* **WORK REQUIRED**
Copy each line in the data below that contains the word "instances".

[[ INFORMATION PROVIDED open ]]

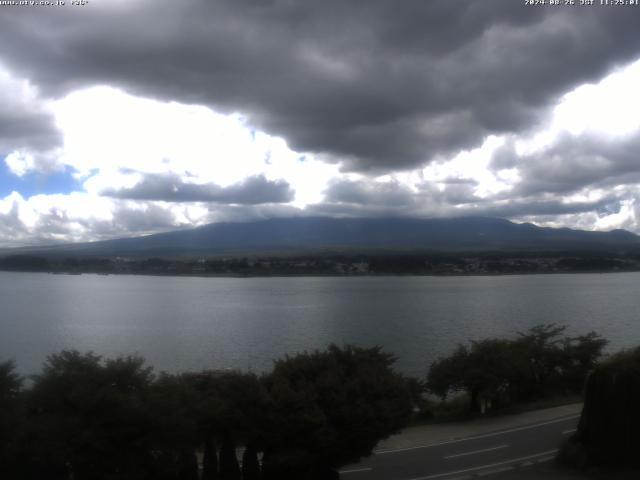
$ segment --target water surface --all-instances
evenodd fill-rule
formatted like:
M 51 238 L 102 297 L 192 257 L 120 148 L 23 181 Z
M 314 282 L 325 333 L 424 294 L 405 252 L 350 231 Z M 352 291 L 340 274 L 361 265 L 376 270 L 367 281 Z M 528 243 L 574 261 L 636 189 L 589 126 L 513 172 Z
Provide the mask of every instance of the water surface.
M 65 348 L 158 370 L 260 372 L 329 343 L 381 345 L 423 375 L 457 343 L 540 323 L 640 344 L 640 273 L 194 278 L 0 272 L 0 359 L 34 373 Z

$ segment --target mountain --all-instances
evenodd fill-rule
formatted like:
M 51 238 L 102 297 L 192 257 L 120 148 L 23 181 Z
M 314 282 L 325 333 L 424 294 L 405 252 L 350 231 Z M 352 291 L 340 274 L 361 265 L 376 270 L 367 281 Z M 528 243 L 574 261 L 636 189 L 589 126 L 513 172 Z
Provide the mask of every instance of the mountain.
M 625 230 L 543 228 L 500 218 L 273 218 L 213 223 L 144 237 L 5 250 L 49 256 L 201 256 L 365 251 L 629 251 Z

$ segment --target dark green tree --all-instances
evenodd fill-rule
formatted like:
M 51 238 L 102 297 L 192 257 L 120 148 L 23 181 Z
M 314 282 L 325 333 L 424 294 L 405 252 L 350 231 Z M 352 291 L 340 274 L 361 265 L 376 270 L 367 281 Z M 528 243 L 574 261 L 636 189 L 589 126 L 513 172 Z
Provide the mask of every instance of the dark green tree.
M 236 444 L 230 433 L 225 433 L 220 446 L 220 480 L 240 480 L 240 464 Z
M 147 406 L 154 418 L 152 443 L 160 474 L 175 472 L 171 478 L 185 474 L 185 460 L 200 446 L 199 400 L 191 374 L 163 372 L 153 383 Z
M 538 325 L 516 339 L 459 345 L 432 363 L 427 389 L 443 400 L 466 392 L 470 412 L 552 394 L 577 393 L 602 355 L 606 341 L 594 332 L 561 337 L 566 327 Z
M 178 479 L 198 480 L 198 459 L 192 449 L 184 449 L 178 456 Z
M 458 345 L 448 357 L 440 357 L 429 367 L 427 374 L 427 390 L 439 396 L 443 401 L 451 393 L 464 389 L 462 374 L 467 364 L 469 350 L 464 345 Z
M 242 454 L 242 480 L 260 480 L 260 462 L 256 447 L 249 443 Z
M 20 473 L 20 443 L 23 440 L 23 379 L 15 372 L 15 363 L 0 363 L 0 477 L 13 478 Z
M 436 360 L 427 375 L 427 388 L 443 400 L 450 393 L 469 395 L 469 410 L 479 412 L 483 406 L 510 398 L 510 380 L 514 349 L 507 340 L 487 339 L 471 342 L 469 348 L 458 346 L 454 353 Z
M 532 400 L 563 389 L 562 366 L 566 357 L 561 334 L 566 328 L 549 323 L 518 333 L 519 338 L 514 343 L 518 354 L 515 361 L 520 373 L 520 399 Z
M 379 347 L 335 345 L 278 360 L 264 380 L 271 402 L 264 478 L 327 476 L 404 427 L 411 392 L 394 361 Z
M 204 438 L 204 453 L 202 456 L 202 480 L 218 479 L 218 452 L 213 435 Z
M 39 445 L 35 468 L 66 468 L 76 480 L 144 478 L 151 380 L 151 369 L 137 357 L 103 361 L 76 351 L 48 357 L 29 395 Z
M 237 371 L 206 370 L 183 374 L 182 378 L 194 395 L 188 403 L 205 449 L 203 476 L 237 478 L 236 442 L 259 445 L 266 429 L 264 385 L 254 374 Z M 216 444 L 221 445 L 219 459 L 215 457 Z
M 564 339 L 563 379 L 569 391 L 582 391 L 587 376 L 598 365 L 607 343 L 595 332 Z
M 0 402 L 13 402 L 20 393 L 23 379 L 15 372 L 12 360 L 0 362 Z
M 487 339 L 471 343 L 463 384 L 469 392 L 472 412 L 509 403 L 513 357 L 513 345 L 507 340 Z
M 640 467 L 640 347 L 597 366 L 585 387 L 582 415 L 561 457 L 584 464 Z

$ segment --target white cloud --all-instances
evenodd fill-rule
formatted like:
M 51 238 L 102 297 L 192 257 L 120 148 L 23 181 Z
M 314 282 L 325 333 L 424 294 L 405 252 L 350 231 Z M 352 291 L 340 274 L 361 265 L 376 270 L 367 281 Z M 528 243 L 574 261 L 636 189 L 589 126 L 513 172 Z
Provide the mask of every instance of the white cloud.
M 552 130 L 624 137 L 640 128 L 640 60 L 564 95 Z
M 0 245 L 89 241 L 208 223 L 202 205 L 134 202 L 86 192 L 0 199 Z
M 550 148 L 563 134 L 624 142 L 640 130 L 640 60 L 563 95 L 543 128 L 515 141 L 518 155 Z
M 83 180 L 83 191 L 26 199 L 14 192 L 1 199 L 0 242 L 96 240 L 282 211 L 102 195 L 130 189 L 149 174 L 171 174 L 185 184 L 220 187 L 257 175 L 284 180 L 295 191 L 289 214 L 320 202 L 328 182 L 340 175 L 339 164 L 294 152 L 283 139 L 251 129 L 238 114 L 138 98 L 104 86 L 74 92 L 50 107 L 64 144 L 50 159 L 55 167 L 49 170 L 70 167 Z M 25 149 L 11 152 L 5 163 L 17 176 L 46 171 L 42 161 Z M 148 221 L 151 217 L 155 221 Z
M 264 175 L 285 180 L 293 205 L 321 200 L 338 166 L 302 156 L 281 138 L 253 130 L 239 114 L 137 98 L 110 87 L 74 92 L 54 104 L 64 133 L 60 161 L 84 188 L 131 188 L 143 174 L 172 173 L 185 183 L 226 187 Z
M 315 62 L 327 60 L 309 58 Z M 336 75 L 342 72 L 340 65 L 335 67 Z M 637 231 L 638 184 L 597 185 L 586 174 L 593 171 L 596 175 L 606 169 L 616 173 L 616 159 L 613 154 L 607 155 L 624 151 L 640 131 L 638 84 L 640 61 L 598 83 L 563 95 L 549 112 L 548 120 L 537 128 L 519 135 L 488 136 L 474 149 L 419 168 L 367 176 L 341 172 L 341 164 L 334 158 L 295 152 L 284 139 L 252 129 L 241 114 L 223 115 L 204 106 L 135 97 L 108 86 L 76 91 L 50 102 L 39 98 L 27 80 L 0 70 L 0 86 L 7 87 L 4 92 L 0 90 L 0 100 L 10 105 L 0 113 L 13 108 L 41 115 L 39 118 L 51 115 L 64 141 L 59 150 L 46 142 L 42 145 L 48 145 L 48 150 L 32 147 L 28 139 L 22 146 L 14 142 L 5 158 L 9 170 L 24 176 L 31 171 L 70 167 L 82 180 L 84 189 L 30 198 L 13 192 L 0 199 L 0 242 L 128 236 L 211 221 L 304 214 L 305 207 L 310 207 L 309 212 L 330 213 L 323 202 L 330 188 L 335 193 L 339 184 L 343 197 L 354 194 L 347 187 L 358 187 L 356 193 L 370 196 L 385 193 L 410 197 L 406 203 L 411 211 L 406 213 L 417 215 L 451 214 L 456 209 L 490 212 L 510 201 L 523 205 L 528 201 L 556 202 L 561 206 L 596 204 L 613 195 L 620 199 L 619 208 L 610 212 L 571 213 L 568 208 L 569 213 L 516 214 L 512 218 L 553 226 L 624 227 Z M 46 129 L 43 132 L 50 133 Z M 594 138 L 617 149 L 608 147 L 586 156 L 579 149 L 563 150 L 567 139 L 575 144 Z M 504 152 L 508 158 L 496 162 L 496 156 Z M 574 158 L 563 156 L 569 154 Z M 628 159 L 625 161 L 629 163 Z M 575 171 L 576 165 L 583 167 Z M 269 181 L 287 182 L 295 197 L 285 205 L 214 207 L 207 203 L 176 204 L 102 195 L 108 190 L 130 190 L 149 175 L 172 175 L 184 185 L 213 184 L 223 188 L 264 176 Z M 536 175 L 541 179 L 540 191 L 520 189 L 535 181 Z M 572 191 L 544 190 L 554 175 L 583 175 L 586 180 Z M 366 206 L 353 212 L 366 214 Z M 375 207 L 375 202 L 369 206 Z M 346 210 L 340 211 L 344 213 Z
M 14 150 L 5 157 L 4 163 L 7 164 L 9 171 L 18 177 L 22 177 L 27 172 L 35 170 L 36 168 L 33 154 L 25 152 L 24 150 Z

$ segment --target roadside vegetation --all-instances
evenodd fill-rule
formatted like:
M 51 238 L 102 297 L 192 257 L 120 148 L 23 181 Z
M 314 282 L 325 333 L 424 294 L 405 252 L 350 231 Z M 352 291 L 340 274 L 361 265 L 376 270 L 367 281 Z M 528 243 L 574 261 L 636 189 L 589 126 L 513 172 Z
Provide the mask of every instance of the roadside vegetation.
M 0 363 L 0 478 L 335 479 L 412 421 L 576 398 L 594 368 L 589 418 L 610 395 L 623 407 L 637 404 L 637 385 L 625 390 L 602 372 L 632 364 L 625 378 L 637 381 L 640 350 L 598 366 L 606 341 L 564 332 L 540 325 L 461 345 L 424 379 L 396 373 L 394 357 L 378 347 L 335 345 L 286 356 L 260 376 L 156 374 L 140 357 L 77 351 L 49 356 L 29 378 Z M 622 428 L 623 417 L 616 421 Z M 604 428 L 588 425 L 580 442 Z
M 565 466 L 640 468 L 640 347 L 611 356 L 589 375 L 576 433 L 558 456 Z
M 330 346 L 278 360 L 261 377 L 154 375 L 138 357 L 63 351 L 28 388 L 5 362 L 0 478 L 338 478 L 411 415 L 393 361 L 379 348 Z
M 595 332 L 565 336 L 565 330 L 538 325 L 515 339 L 459 345 L 429 368 L 426 390 L 440 399 L 432 416 L 452 419 L 575 399 L 607 341 Z

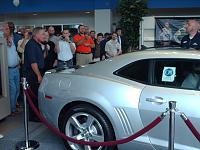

[[ INFORMATION PROVIDED closed ]]

* **WRITTEN RESPONSE**
$ segment --target water surface --all-instances
$ segment --target mountain --all-instances
$ segment --target dark green tree --all-instances
$ segment --target white cloud --all-instances
$ segment --target roadside vegetation --all-instances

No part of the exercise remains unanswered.